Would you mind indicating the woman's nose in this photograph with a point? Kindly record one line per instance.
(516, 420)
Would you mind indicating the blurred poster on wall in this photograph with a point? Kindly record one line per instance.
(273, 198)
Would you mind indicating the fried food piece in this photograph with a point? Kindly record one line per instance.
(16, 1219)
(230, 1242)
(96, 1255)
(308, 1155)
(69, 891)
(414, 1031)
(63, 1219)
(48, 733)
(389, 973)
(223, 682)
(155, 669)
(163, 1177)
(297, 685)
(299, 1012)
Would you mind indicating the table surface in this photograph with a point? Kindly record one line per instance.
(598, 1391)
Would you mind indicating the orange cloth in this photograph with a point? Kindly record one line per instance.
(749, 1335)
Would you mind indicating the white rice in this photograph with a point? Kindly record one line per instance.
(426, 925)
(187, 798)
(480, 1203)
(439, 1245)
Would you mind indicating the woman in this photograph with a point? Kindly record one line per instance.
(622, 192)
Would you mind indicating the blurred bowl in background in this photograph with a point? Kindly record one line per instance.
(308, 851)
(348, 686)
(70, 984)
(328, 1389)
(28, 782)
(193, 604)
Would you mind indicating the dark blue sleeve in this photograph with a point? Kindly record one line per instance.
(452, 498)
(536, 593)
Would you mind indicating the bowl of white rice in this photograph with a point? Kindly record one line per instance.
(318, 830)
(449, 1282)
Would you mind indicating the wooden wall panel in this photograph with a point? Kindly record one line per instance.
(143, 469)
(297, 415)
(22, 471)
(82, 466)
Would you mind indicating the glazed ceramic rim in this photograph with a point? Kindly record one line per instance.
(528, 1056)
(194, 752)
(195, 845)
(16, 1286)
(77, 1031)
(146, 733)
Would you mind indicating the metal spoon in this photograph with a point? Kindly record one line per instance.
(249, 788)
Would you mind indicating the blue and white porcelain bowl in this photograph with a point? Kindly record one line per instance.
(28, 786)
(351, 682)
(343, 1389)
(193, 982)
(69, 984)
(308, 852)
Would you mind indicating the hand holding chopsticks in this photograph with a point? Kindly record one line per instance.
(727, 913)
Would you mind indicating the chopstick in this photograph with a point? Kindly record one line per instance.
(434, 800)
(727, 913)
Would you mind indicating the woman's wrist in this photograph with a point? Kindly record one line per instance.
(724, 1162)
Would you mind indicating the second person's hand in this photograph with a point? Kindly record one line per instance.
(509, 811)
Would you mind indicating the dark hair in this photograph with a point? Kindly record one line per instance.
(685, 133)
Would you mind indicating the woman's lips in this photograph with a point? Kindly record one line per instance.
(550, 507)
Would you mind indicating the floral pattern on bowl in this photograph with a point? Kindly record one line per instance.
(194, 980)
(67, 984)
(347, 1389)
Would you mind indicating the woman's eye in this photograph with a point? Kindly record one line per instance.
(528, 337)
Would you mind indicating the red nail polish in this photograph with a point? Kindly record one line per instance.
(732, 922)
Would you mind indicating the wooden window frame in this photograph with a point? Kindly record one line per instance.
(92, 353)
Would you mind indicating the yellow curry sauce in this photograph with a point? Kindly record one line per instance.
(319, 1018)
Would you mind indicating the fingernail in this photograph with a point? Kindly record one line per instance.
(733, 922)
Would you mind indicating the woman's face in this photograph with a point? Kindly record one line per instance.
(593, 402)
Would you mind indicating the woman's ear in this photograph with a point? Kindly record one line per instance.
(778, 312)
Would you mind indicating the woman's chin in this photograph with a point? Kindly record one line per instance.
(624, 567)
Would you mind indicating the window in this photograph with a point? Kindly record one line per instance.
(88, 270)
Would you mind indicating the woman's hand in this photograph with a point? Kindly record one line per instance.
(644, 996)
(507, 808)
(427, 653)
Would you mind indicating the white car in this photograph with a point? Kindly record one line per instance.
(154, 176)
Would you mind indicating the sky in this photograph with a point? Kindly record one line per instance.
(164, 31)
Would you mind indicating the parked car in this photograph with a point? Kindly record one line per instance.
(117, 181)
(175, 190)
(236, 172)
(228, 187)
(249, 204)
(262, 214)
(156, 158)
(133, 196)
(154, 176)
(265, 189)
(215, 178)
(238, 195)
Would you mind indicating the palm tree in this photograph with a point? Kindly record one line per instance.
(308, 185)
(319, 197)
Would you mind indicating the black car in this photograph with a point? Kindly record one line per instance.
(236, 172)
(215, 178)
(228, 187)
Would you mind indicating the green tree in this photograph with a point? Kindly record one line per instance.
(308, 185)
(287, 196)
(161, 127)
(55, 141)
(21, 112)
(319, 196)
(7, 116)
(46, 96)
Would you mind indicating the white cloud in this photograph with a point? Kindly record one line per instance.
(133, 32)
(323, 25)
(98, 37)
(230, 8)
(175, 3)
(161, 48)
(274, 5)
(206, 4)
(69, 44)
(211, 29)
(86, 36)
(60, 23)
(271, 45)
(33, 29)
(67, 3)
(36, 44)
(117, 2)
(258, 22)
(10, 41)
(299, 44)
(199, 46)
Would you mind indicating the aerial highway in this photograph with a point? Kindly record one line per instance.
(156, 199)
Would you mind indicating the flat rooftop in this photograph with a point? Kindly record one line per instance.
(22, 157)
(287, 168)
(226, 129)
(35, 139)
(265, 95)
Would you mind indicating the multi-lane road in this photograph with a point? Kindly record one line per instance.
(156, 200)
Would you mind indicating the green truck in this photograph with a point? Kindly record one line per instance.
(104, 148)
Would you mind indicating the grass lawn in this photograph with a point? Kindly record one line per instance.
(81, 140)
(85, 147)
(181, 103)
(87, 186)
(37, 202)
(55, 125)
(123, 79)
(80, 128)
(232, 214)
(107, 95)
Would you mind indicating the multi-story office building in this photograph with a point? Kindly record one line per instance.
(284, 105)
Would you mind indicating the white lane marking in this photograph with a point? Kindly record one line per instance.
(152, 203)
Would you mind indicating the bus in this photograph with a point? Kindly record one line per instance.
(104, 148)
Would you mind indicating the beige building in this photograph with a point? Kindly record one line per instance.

• **PROBLEM**
Reproduce the entire listing above line for line, with nothing changed, added, or left out.

• **RESULT**
Would you mind indicating the woman's nose in this photograph with a point? Kindly record one line per instance.
(516, 420)
Would you mind indicating the blurred poster on wall in this photograph with a point? Kindly record one line per instance.
(273, 198)
Would you mind indicating the fried food piece in this photograph with a point? Kindly record one line per instance.
(16, 1219)
(230, 1242)
(96, 1255)
(308, 1155)
(69, 891)
(414, 1031)
(63, 1219)
(48, 733)
(389, 973)
(223, 682)
(155, 669)
(163, 1177)
(297, 685)
(299, 1012)
Would you mind indicating the table surface in this photograph with a point? Kindly record one line per instance.
(598, 1391)
Would you mind indicating the orange cloth in this photograph with a point? Kindly record one line per instance.
(749, 1335)
Would you mind indicating the white rice in this photograph with a point? Kindly record one line per instance.
(426, 925)
(187, 798)
(480, 1203)
(439, 1245)
Would you mind indicating the woman in this photograph with a point? Kindly record one line per instance.
(622, 192)
Would you mind indicating the blurred bowl in background in this photograph with a point? Kindly record one line per instance.
(308, 851)
(348, 686)
(70, 984)
(328, 1389)
(28, 782)
(193, 604)
Would you mind indicating the dark blue sleeve in this photograph with a point? Kindly record one line per instance.
(452, 498)
(536, 593)
Would you mind indicating the bowl of white rice in this photograph with a point? Kindly record one line per instance.
(318, 830)
(449, 1282)
Would you mind indicating the wooden wall panel in this photograph with a point? Kindly record one line per instance.
(143, 469)
(297, 415)
(22, 471)
(82, 466)
Would you mind indicating the glazed ceramic rim in this photograph with a point? Kindly record one line per instance.
(528, 1056)
(194, 752)
(195, 845)
(16, 1286)
(77, 1031)
(146, 733)
Would you mind indicating the metal spoon in this photograph with a point? Kindly record one line per instance.
(249, 788)
Would you mind indicating the blue and white porcelain bowl in this photograph with a point? Kindly record one line per instance.
(28, 786)
(351, 682)
(343, 1389)
(193, 982)
(69, 984)
(308, 852)
Would you mind indicating the hand holding chopsticks in this photograph with a point? Kindly record one line per instance.
(727, 913)
Would you mind indicating the chopstick in this photograph with a point? Kindly record one line per instance.
(434, 800)
(727, 913)
Would you mind indicating the woman's wrist in this photograph with a point? Kindly record one line per instance.
(724, 1162)
Would you mind indicating the second person's hand in this photograph with a point? Kindly record one line per instance.
(509, 811)
Would you mind indicating the dark hair in this photograph with a point? Kindly record one line per instance.
(685, 133)
Would you mind indicating the woman's lips in this photograph with a point? Kindly record one line per instance.
(550, 507)
Would you mind indicating the floral pattern on bowl in this photograph with a point? Kindly record one line per instance.
(194, 980)
(67, 984)
(347, 1389)
Would you mind indicating the woman's eye in this photograph with a point? Kindly record one line per instance.
(528, 337)
Would you mind indicating the red nail polish in this photograph with a point? Kindly record one line per instance.
(732, 922)
Would you mind indicating the wooden window frame in this photograph with a point? Kindly record one line per instance.
(92, 353)
Would you mind indicating the yellow curry sauce in this photograph with a point? Kindly record one line per instance.
(319, 1018)
Would you mind indicating the fingernail in this photograph with a point? Kindly record one line per instance.
(733, 922)
Would you mind indicating the woman's face in this photograph with a point? Kindly record one line per instance.
(593, 402)
Would you mind indicating the woman's ear in this photograph with a point? Kindly record one line per instance.
(778, 312)
Would you mind indicating the woman's chin in this photograph with a point? Kindly record one line per instance.
(624, 567)
Would you mind indicating the window in this photograph with a point? Kindly record one line per instance.
(88, 270)
Would you mind indicating the woman's hand in this photograph with a point? Kindly record one line per instance.
(644, 996)
(507, 808)
(427, 653)
Would you mind indicating the white car in this photograph with a point? Kindly record one line per instance.
(154, 176)
Would you mind indicating the sky in this photograph with a point? Kindly record one line per instance.
(164, 31)
Would you mind indicating the parked car in this photograph with a point? Kindly record one line per instance.
(117, 181)
(175, 190)
(236, 172)
(228, 187)
(249, 204)
(262, 214)
(156, 158)
(133, 196)
(154, 176)
(265, 189)
(215, 178)
(238, 195)
Would you mind indicating the palm tree in this photograph with a point? Kindly record one line per instance.
(308, 185)
(319, 197)
Would you mind indicating the black car in this photograph with a point? Kindly record one line per instance.
(236, 172)
(215, 178)
(228, 187)
Would you mind indicating the green tree in this photograph with a point? Kindly record one line per instance.
(308, 185)
(287, 196)
(161, 127)
(55, 141)
(21, 112)
(319, 196)
(7, 116)
(46, 96)
Would you mind indicating the white cloud in this photograph with a point? Kindly record one line per instance.
(133, 32)
(323, 25)
(98, 37)
(230, 8)
(175, 3)
(161, 48)
(274, 5)
(206, 4)
(69, 44)
(211, 29)
(86, 36)
(60, 23)
(271, 45)
(33, 29)
(67, 3)
(36, 44)
(117, 2)
(258, 22)
(10, 41)
(299, 44)
(199, 46)
Would you mind indicating the aerial highway in this photograph with a point? Kindly record one line per instance.
(156, 199)
Would you mind indicating the flat rooftop in this photograph with a point? Kindly record one line per instance.
(22, 157)
(287, 168)
(226, 129)
(35, 139)
(265, 95)
Would you mind indicating the multi-lane road in this photograph with a point? Kindly record one line per instance.
(156, 200)
Would you mind indicating the green truck in this photograph with a point? Kindly record one line per instance.
(104, 148)
Would you mind indicating the grass lawn in this photograph with a point? Kindly record one line per instance.
(81, 140)
(85, 147)
(181, 103)
(87, 186)
(37, 202)
(55, 125)
(123, 79)
(80, 128)
(232, 214)
(107, 95)
Would you mind indicating the multi-story office building in this photograph with a point? Kindly record one line per instance.
(284, 105)
Would you mind indicating the white lane marking in this photograph with a point? Kindly record one line per instance.
(152, 203)
Would you mind indicating the bus in this photograph with a point? Kindly record one line per instance.
(104, 148)
Would you mind indicating the beige building in this photograph with a point? Kindly record one line per instance.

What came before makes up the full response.